Task item:
Below is a block of records; reproduce all of them exactly and leave out any pictures.

Data in this exercise:
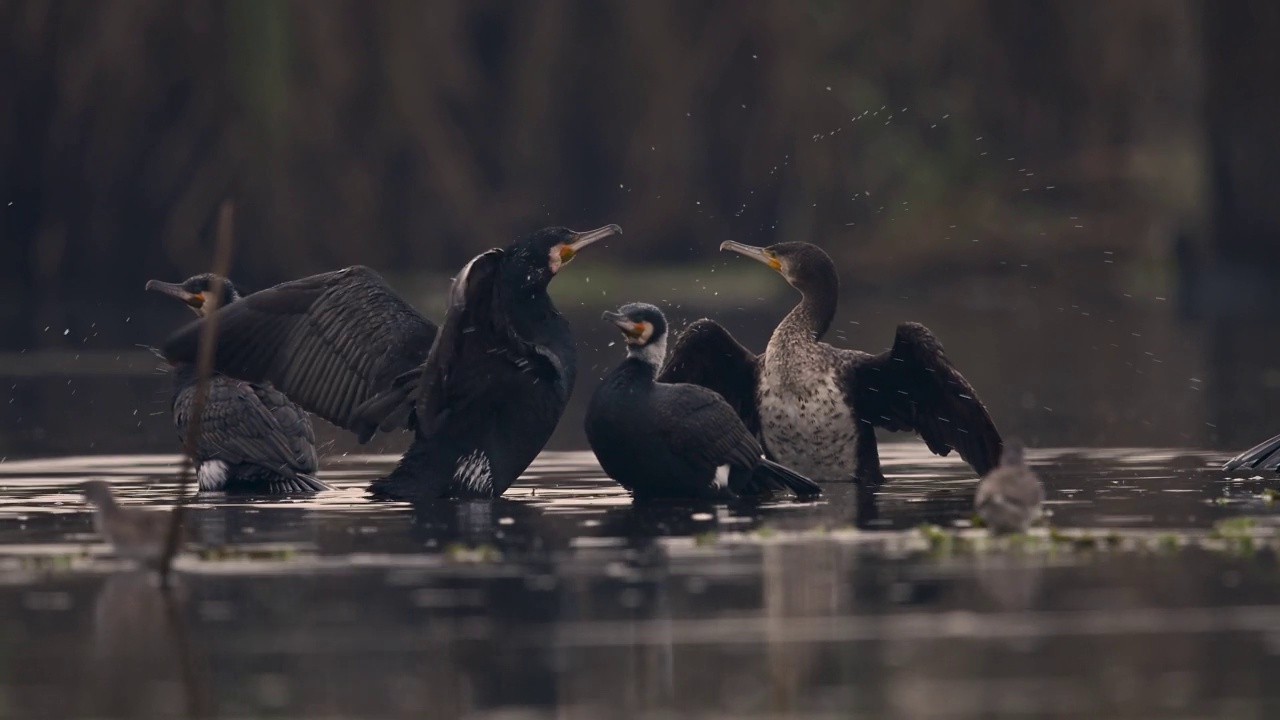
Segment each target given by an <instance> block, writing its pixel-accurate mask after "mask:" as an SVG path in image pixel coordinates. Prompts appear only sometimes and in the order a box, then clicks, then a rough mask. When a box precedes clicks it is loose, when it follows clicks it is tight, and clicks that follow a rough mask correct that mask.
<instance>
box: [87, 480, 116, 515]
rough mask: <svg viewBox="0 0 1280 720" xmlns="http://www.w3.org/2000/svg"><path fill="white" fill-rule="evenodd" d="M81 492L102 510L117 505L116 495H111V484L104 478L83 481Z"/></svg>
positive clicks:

Problem solution:
Segment each target given by an <instance> block, writing its pixel-accurate mask after "mask:" as an SVG path in image pixel coordinates. Prompts appear only sometimes and in the order a box, then clicks, then a rough mask. When a box precedes clicks it is loose, when it follows clicks it is tight, and clicks that follow a rough mask correct that mask.
<instance>
box: [87, 480, 116, 515]
rough mask: <svg viewBox="0 0 1280 720" xmlns="http://www.w3.org/2000/svg"><path fill="white" fill-rule="evenodd" d="M81 492L102 510L117 505L116 495H111V484L104 478L83 481Z"/></svg>
positive clicks:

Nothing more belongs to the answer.